* [Named object pointing entries]:
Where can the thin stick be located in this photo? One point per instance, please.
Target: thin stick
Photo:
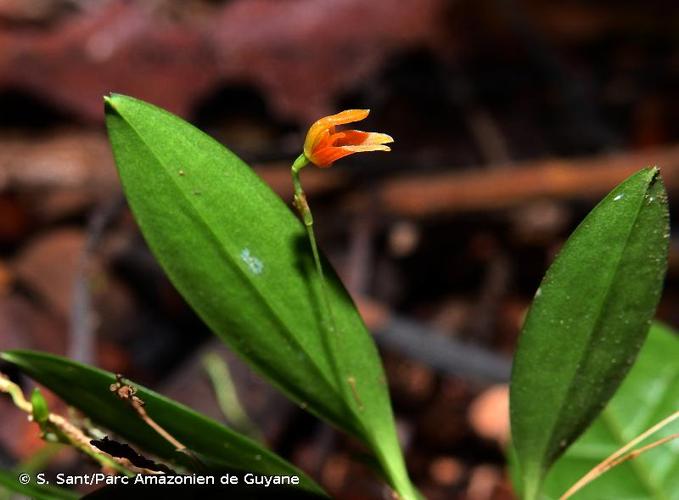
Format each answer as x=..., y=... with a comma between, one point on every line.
x=64, y=430
x=614, y=459
x=127, y=393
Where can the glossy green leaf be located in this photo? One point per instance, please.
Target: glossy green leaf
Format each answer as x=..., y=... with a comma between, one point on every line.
x=9, y=480
x=588, y=320
x=649, y=394
x=241, y=259
x=40, y=410
x=88, y=389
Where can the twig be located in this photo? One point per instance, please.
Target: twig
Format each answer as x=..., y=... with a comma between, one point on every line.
x=127, y=392
x=618, y=458
x=66, y=432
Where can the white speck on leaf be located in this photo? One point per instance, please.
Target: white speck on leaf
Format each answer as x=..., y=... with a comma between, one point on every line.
x=255, y=265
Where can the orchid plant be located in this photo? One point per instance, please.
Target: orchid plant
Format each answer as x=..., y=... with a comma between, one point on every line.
x=232, y=248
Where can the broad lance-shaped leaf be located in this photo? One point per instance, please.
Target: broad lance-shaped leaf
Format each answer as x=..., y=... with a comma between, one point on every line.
x=588, y=320
x=9, y=480
x=241, y=259
x=649, y=394
x=217, y=447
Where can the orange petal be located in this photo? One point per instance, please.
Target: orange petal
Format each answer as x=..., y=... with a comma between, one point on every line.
x=366, y=147
x=358, y=137
x=328, y=123
x=326, y=156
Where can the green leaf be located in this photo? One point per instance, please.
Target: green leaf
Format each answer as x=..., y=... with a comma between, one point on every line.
x=40, y=410
x=241, y=259
x=10, y=481
x=649, y=394
x=588, y=320
x=88, y=389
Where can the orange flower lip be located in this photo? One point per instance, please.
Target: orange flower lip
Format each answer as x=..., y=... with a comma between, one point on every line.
x=324, y=145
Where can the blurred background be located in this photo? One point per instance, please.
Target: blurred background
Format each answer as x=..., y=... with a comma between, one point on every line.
x=511, y=119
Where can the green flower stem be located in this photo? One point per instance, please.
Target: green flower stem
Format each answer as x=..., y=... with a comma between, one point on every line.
x=302, y=207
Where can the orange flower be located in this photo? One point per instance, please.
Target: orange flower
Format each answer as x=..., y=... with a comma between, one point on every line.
x=324, y=145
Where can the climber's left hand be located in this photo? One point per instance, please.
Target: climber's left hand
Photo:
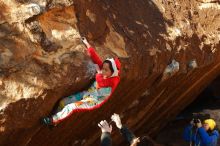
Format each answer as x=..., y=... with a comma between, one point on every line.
x=105, y=127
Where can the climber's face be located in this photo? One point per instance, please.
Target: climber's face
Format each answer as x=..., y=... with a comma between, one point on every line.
x=206, y=127
x=106, y=71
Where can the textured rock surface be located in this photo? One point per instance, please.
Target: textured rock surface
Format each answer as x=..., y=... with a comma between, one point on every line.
x=169, y=53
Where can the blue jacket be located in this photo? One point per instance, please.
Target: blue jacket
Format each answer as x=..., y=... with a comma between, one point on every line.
x=200, y=137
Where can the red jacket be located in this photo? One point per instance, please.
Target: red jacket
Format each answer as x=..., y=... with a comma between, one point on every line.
x=108, y=82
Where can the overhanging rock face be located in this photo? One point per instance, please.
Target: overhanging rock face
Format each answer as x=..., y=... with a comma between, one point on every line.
x=169, y=53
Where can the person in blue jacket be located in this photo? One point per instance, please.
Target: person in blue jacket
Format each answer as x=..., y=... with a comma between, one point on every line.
x=201, y=135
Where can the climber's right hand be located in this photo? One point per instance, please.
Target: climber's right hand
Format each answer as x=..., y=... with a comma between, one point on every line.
x=192, y=122
x=84, y=40
x=105, y=127
x=116, y=118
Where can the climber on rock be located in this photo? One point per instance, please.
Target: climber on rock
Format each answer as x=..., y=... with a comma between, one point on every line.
x=131, y=139
x=106, y=81
x=201, y=135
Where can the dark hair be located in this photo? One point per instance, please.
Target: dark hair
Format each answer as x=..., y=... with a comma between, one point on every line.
x=110, y=65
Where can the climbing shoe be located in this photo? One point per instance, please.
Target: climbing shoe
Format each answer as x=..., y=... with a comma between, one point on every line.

* [PROBLEM REQUIREMENTS]: Reproduce every line from the start of the entries through the line containing "x=127, y=393", requests included, and scale each x and y coordinate in the answers by 0.9, rounding to whole numbers with halves going up. Omit the picture.

* [ANSWER TO THIS TASK]:
Where can the thin stick be located in this photo? One point per instance, please.
Target: thin stick
Photo:
Format each answer as x=..., y=... with a comma between, one point on every line.
x=58, y=387
x=553, y=413
x=114, y=354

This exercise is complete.